* **Stated problem A**
Reproduce the stretch of the entries below from the line containing "formatted like [254,378]." through the end of the entries, both ends included. Leave out the pictures.

━━━━━ Selected text ━━━━━

Of Dirt and Community
- BY NATALIE FEULNER
- PHOTOGRAPHY BY GARVIN TSO
- March 15, 2018
Cal State East Bay Professor Albert Gonzalez has long been fascinated by the community aspect of the “enjarrando” or “mudding” days in Taos, New Mexico, where he worked for several years. And now, he’s bringing that tradition to the East Bay with a scientific twist.
Gonzalez and several of his archeology undergraduates are currently studying the physical and chemical properties of adobe bricks in hopes of gleaning information that will allow archaeologists to differentiate between adobe used to build walls versus ovens. The distinction may seem obvious, but as Gonzalez points out, when you’re digging for dirt, in dirt, it can all start to look the same.
“They end up buried like all the other artifacts, and we have to make them out from the dirt around them, but the tricky part is they’re made of dirt too,” he said. “You run your trowel over adobe, and it feels like dirt so it takes specialists to know what to look for or you’ll just dig through walls.”
“Every brick unearthed is connected to so many people.”
Once the research is concluded, the team will design and build a life-size adobe brick oven at Peralta Hacienda Historical Park in Oakland that Gonzalez hopes will draw the community to a Taos-style enjarrando event.
There, adobe bricks aren’t a thing of the past. Rather, thousands of people still live, worship or work in adobe brick buildings, and that means they have to be maintained.
“It’s not just museums and missions there, and rain and weather eat away at the exteriors, so they need to be tended to on a yearly basis,” Gonzalez said.
So, each year, communities gather — many times with archeologists like Gonzalez alongside them — to restore the buildings, repairing bricks and adding a new layer of plaster over the top. In academia this hands-on participation with the locals living near or in historic buildings is known as “community archeology.”
“Every brick unearthed is connected to so many people, so archeology is directly connected to their ancestors,” Gonzalez said. “It really put some meat to the bones of the artifacts and the bare adobes that I was working with because every brick I find is connected to so many people in some kind of way.”

━━━━━

* **Stated problem B**
Write out the whole article on adobe bricks above, word for word.

━━━━━ Material for the task ━━━━━

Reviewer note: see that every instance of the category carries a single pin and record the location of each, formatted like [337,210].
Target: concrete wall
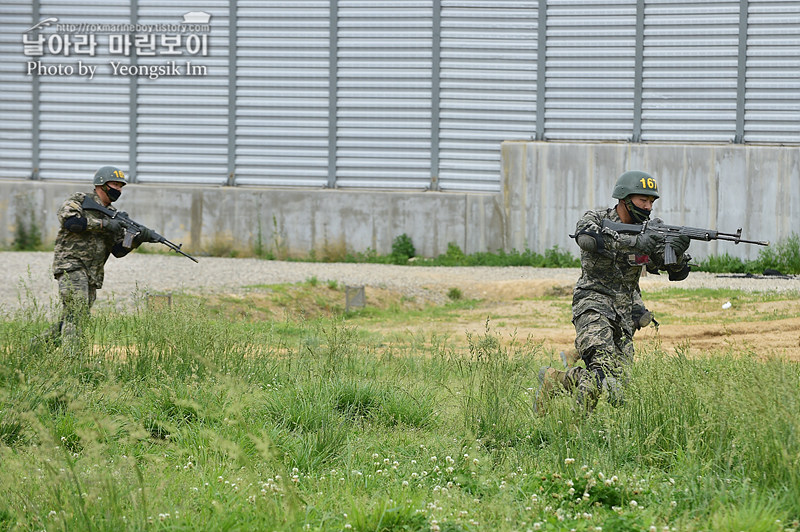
[546,187]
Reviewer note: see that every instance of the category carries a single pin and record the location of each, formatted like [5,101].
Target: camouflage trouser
[607,350]
[77,298]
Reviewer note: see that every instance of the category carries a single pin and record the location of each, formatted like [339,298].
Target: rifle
[131,228]
[671,232]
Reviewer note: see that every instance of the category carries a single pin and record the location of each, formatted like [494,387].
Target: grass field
[278,412]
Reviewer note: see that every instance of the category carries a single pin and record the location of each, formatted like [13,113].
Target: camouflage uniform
[79,260]
[602,308]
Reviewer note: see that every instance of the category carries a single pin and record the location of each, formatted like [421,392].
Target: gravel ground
[26,274]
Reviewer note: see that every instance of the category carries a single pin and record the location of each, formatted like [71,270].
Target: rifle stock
[671,232]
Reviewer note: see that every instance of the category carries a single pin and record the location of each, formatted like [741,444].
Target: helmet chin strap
[638,214]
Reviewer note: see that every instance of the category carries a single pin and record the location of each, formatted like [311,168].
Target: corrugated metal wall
[16,96]
[396,94]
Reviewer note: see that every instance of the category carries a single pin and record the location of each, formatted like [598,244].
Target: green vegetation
[27,235]
[193,416]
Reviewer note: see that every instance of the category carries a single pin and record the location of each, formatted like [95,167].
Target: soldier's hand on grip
[112,225]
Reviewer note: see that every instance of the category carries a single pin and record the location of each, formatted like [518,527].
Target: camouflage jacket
[609,281]
[87,250]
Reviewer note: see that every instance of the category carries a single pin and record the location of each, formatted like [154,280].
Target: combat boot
[551,382]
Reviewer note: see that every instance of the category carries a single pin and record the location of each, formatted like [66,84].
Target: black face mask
[113,194]
[638,214]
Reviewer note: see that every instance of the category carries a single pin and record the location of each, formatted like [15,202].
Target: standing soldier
[608,290]
[85,240]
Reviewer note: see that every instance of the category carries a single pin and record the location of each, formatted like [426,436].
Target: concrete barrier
[547,186]
[286,222]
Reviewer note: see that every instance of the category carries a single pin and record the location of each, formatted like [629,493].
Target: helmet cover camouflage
[109,173]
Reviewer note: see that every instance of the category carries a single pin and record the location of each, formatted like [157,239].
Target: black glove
[112,225]
[147,235]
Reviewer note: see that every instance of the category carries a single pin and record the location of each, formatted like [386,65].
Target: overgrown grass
[182,419]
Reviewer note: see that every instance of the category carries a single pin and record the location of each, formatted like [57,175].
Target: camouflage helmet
[109,173]
[635,182]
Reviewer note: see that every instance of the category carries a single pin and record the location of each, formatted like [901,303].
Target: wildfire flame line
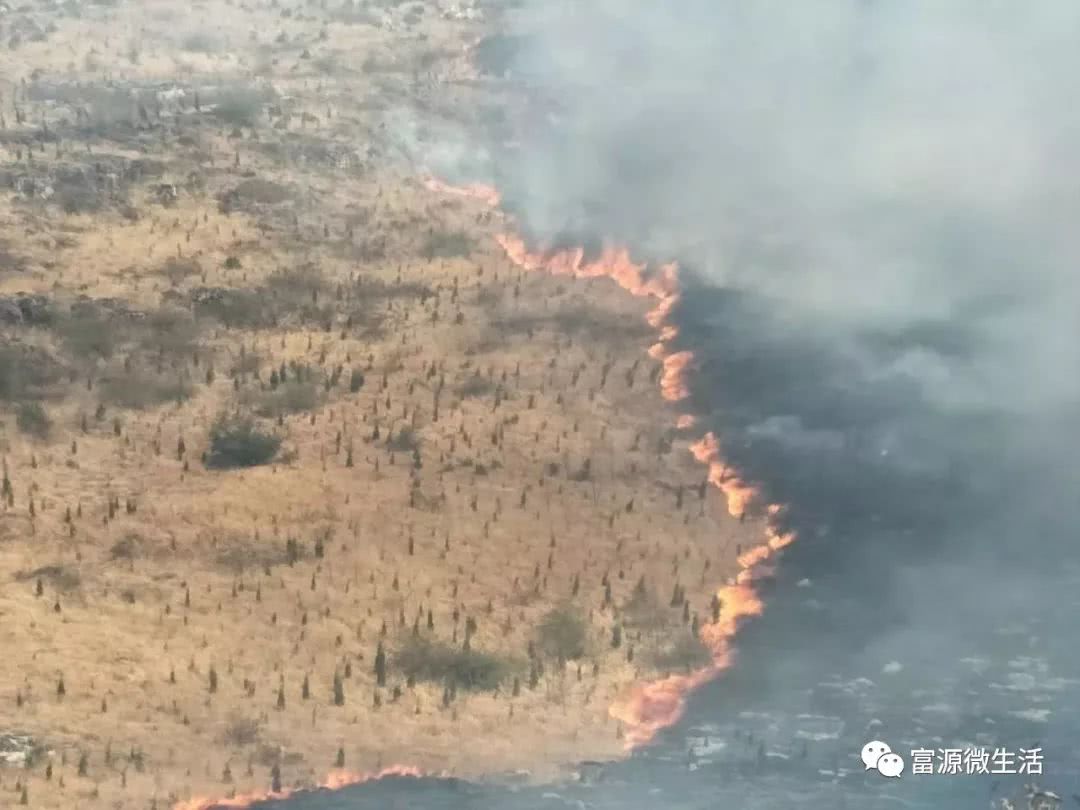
[335,781]
[653,705]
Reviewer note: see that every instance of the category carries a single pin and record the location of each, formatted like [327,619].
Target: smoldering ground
[874,205]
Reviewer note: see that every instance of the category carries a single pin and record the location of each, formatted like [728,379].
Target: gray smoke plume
[876,204]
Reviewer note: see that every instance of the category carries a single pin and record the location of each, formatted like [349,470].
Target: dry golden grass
[138,604]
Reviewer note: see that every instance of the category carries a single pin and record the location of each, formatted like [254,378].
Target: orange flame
[487,194]
[648,707]
[335,781]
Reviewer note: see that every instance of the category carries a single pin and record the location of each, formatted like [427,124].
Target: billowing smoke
[877,204]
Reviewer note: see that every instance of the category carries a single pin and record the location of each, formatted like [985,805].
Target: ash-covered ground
[875,211]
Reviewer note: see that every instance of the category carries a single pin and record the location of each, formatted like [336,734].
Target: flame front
[336,780]
[486,194]
[648,707]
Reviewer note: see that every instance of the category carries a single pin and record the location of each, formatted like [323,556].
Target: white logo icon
[878,756]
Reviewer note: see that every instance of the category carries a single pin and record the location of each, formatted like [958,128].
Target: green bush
[294,396]
[562,634]
[143,390]
[427,660]
[684,651]
[237,442]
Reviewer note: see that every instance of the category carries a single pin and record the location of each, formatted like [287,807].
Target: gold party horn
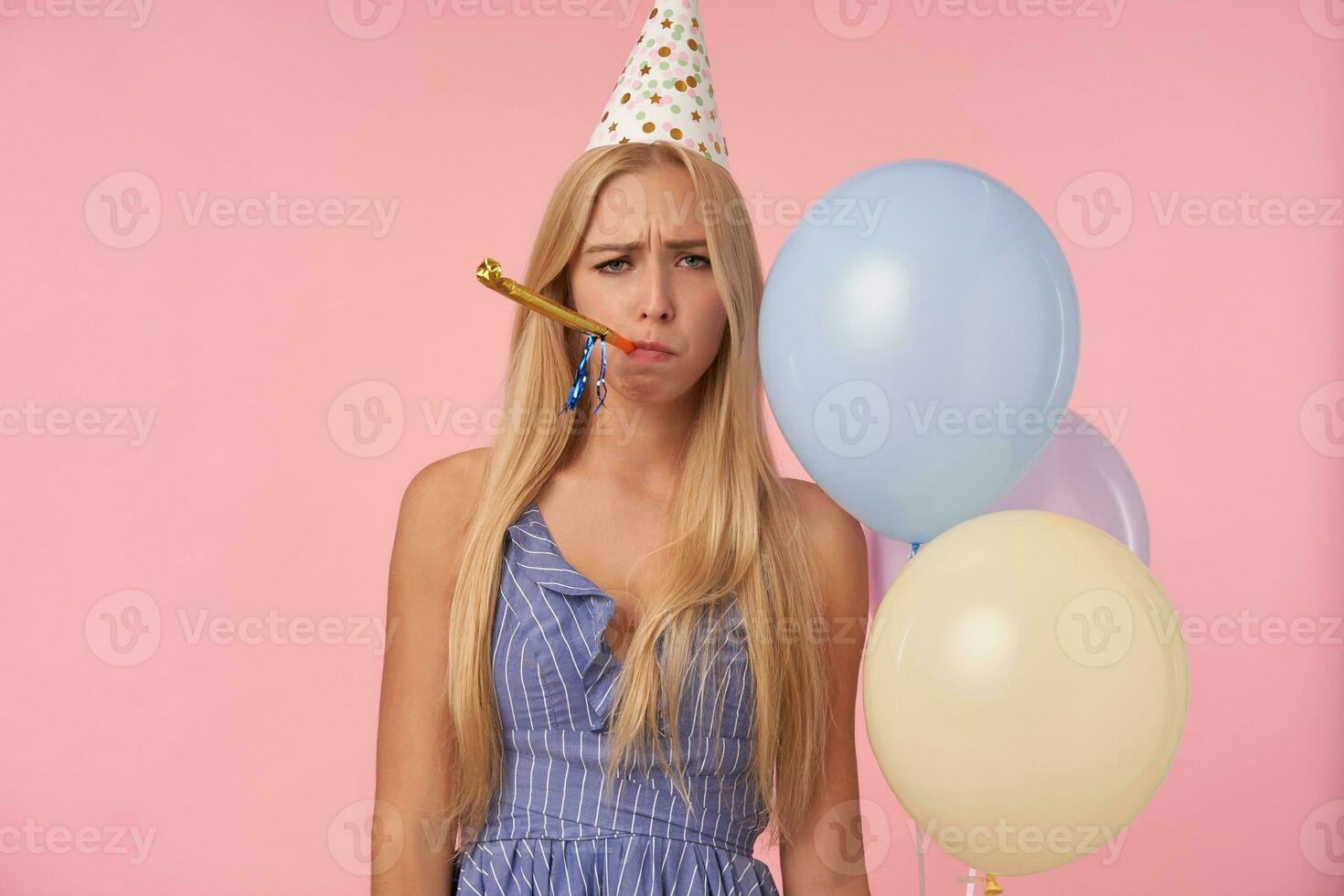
[489,274]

━━━━━

* **Correct output A**
Reviewer note: see that every instance of the category carries a single pin and record the location of each, formatted like [254,378].
Target: orange flame
[487,194]
[648,707]
[335,781]
Reviewer note: see that every instance of the category carries a single pin and record the location of each, formatted like [427,124].
Target: billowing smoke
[877,204]
Reviewer note: see that every instance of the category carries a single pin and record the location of each, formatted like [985,805].
Target: ash-covered ground
[875,211]
Reviewer note: see that every instance of the category carries a single pin and record the location of each, formatted like [336,734].
Target: flame front
[336,780]
[486,194]
[648,707]
Reviewer note: see that every instance of the category carries a single pin and record the location of each, formatted like [323,556].
Target: white logo icon
[878,756]
Reviewer note: see that every instance of the category carries a single pin and record the location of each, formatted like [958,128].
Target: green bush
[294,396]
[562,634]
[143,390]
[427,660]
[684,651]
[237,442]
Reviewer note: see that every instance of the category carries a single pin and record the location of each, formatted like [287,807].
Target: gold party horn
[489,274]

* **Correct output B**
Of Dirt and Community
- BY NATALIE FEULNER
- PHOTOGRAPHY BY GARVIN TSO
- March 15, 2018
Cal State East Bay Professor Albert Gonzalez has long been fascinated by the community aspect of the “enjarrando” or “mudding” days in Taos, New Mexico, where he worked for several years. And now, he’s bringing that tradition to the East Bay with a scientific twist.
Gonzalez and several of his archeology undergraduates are currently studying the physical and chemical properties of adobe bricks in hopes of gleaning information that will allow archaeologists to differentiate between adobe used to build walls versus ovens. The distinction may seem obvious, but as Gonzalez points out, when you’re digging for dirt, in dirt, it can all start to look the same.
“They end up buried like all the other artifacts, and we have to make them out from the dirt around them, but the tricky part is they’re made of dirt too,” he said. “You run your trowel over adobe, and it feels like dirt so it takes specialists to know what to look for or you’ll just dig through walls.”
“Every brick unearthed is connected to so many people.”
Once the research is concluded, the team will design and build a life-size adobe brick oven at Peralta Hacienda Historical Park in Oakland that Gonzalez hopes will draw the community to a Taos-style enjarrando event.
There, adobe bricks aren’t a thing of the past. Rather, thousands of people still live, worship or work in adobe brick buildings, and that means they have to be maintained.
“It’s not just museums and missions there, and rain and weather eat away at the exteriors, so they need to be tended to on a yearly basis,” Gonzalez said.
So, each year, communities gather — many times with archeologists like Gonzalez alongside them — to restore the buildings, repairing bricks and adding a new layer of plaster over the top. In academia this hands-on participation with the locals living near or in historic buildings is known as “community archeology.”
“Every brick unearthed is connected to so many people, so archeology is directly connected to their ancestors,” Gonzalez said. “It really put some meat to the bones of the artifacts and the bare adobes that I was working with because every brick I find is connected to so many people in some kind of way.”